-- To be done --
Lay out every line of the records below as a numbered list, omitting any blank lines.

-- Input material --
Begin
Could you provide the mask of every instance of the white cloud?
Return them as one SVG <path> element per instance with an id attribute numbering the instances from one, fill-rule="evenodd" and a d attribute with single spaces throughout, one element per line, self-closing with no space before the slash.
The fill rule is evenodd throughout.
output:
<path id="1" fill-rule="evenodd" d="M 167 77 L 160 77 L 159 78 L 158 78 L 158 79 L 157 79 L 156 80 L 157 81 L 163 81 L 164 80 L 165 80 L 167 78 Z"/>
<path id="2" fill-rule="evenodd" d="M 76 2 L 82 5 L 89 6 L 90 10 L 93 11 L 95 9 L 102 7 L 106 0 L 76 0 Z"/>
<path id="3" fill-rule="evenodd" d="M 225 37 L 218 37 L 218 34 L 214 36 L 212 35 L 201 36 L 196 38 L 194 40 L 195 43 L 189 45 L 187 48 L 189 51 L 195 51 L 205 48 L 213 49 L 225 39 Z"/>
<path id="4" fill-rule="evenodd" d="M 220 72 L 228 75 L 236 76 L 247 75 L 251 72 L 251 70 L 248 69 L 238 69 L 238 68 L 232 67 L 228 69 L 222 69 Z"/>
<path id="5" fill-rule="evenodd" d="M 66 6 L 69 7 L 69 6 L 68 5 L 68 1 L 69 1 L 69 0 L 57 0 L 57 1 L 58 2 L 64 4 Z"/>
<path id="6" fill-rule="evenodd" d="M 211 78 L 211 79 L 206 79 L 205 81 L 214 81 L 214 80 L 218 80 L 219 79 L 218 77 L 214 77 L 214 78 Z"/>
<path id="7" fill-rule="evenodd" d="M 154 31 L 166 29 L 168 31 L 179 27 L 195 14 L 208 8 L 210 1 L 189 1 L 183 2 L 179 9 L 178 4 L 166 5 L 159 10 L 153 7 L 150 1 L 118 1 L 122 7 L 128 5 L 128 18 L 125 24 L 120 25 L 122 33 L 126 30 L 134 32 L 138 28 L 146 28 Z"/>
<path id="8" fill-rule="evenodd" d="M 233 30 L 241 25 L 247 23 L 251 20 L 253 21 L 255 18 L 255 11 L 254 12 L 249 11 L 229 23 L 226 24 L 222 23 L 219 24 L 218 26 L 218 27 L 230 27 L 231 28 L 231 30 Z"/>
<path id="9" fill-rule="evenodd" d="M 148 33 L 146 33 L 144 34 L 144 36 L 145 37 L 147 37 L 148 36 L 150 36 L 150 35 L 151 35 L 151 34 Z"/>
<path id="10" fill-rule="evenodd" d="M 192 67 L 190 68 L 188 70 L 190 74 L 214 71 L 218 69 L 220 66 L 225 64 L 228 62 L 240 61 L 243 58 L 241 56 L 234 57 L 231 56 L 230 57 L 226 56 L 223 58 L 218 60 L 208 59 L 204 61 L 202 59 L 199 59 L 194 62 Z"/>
End
-- The solution --
1. Could you provide the mask of every instance of the white cloud?
2. Return them as one SVG <path> element per instance with an id attribute numbering the instances from one, fill-rule="evenodd" and a d attribute with single spaces throughout, one element per line, self-closing with no space before the slash.
3. The fill rule is evenodd throughout.
4. output:
5. <path id="1" fill-rule="evenodd" d="M 167 77 L 160 77 L 159 78 L 158 78 L 158 79 L 157 79 L 156 80 L 157 81 L 163 81 L 164 80 L 165 80 L 167 78 Z"/>
6. <path id="2" fill-rule="evenodd" d="M 76 2 L 82 5 L 89 6 L 90 10 L 93 11 L 95 9 L 102 7 L 106 0 L 76 0 Z"/>
7. <path id="3" fill-rule="evenodd" d="M 225 37 L 218 37 L 218 34 L 214 36 L 212 35 L 201 36 L 196 38 L 194 40 L 195 43 L 189 45 L 187 48 L 189 51 L 195 51 L 205 48 L 213 49 L 225 39 Z"/>
8. <path id="4" fill-rule="evenodd" d="M 220 72 L 228 75 L 236 76 L 247 75 L 251 72 L 251 70 L 248 69 L 238 69 L 238 68 L 232 67 L 228 69 L 222 69 Z"/>
9. <path id="5" fill-rule="evenodd" d="M 66 6 L 69 7 L 69 6 L 68 5 L 68 1 L 69 1 L 69 0 L 57 0 L 57 1 L 58 2 L 64 4 Z"/>
10. <path id="6" fill-rule="evenodd" d="M 211 78 L 211 79 L 206 79 L 205 81 L 214 81 L 214 80 L 218 80 L 219 79 L 218 77 L 214 77 L 214 78 Z"/>
11. <path id="7" fill-rule="evenodd" d="M 154 31 L 166 29 L 168 31 L 179 27 L 195 14 L 208 8 L 210 1 L 189 1 L 183 2 L 179 9 L 178 4 L 166 5 L 159 10 L 153 7 L 150 1 L 118 1 L 122 7 L 128 5 L 128 18 L 125 24 L 120 25 L 122 33 L 126 30 L 134 32 L 138 28 L 146 28 Z"/>
12. <path id="8" fill-rule="evenodd" d="M 233 30 L 241 25 L 247 23 L 251 20 L 253 21 L 255 18 L 255 11 L 254 12 L 249 11 L 229 23 L 226 24 L 222 23 L 219 24 L 218 26 L 218 27 L 230 27 L 231 28 L 231 30 Z"/>
13. <path id="9" fill-rule="evenodd" d="M 148 33 L 146 33 L 144 34 L 144 36 L 145 37 L 147 37 L 148 36 L 150 36 L 150 35 L 151 35 L 151 34 Z"/>
14. <path id="10" fill-rule="evenodd" d="M 192 67 L 190 68 L 188 70 L 190 74 L 214 71 L 218 69 L 220 66 L 225 64 L 228 62 L 240 61 L 243 58 L 241 56 L 234 57 L 231 56 L 230 57 L 226 56 L 223 58 L 218 60 L 208 59 L 204 61 L 202 59 L 199 59 L 194 62 Z"/>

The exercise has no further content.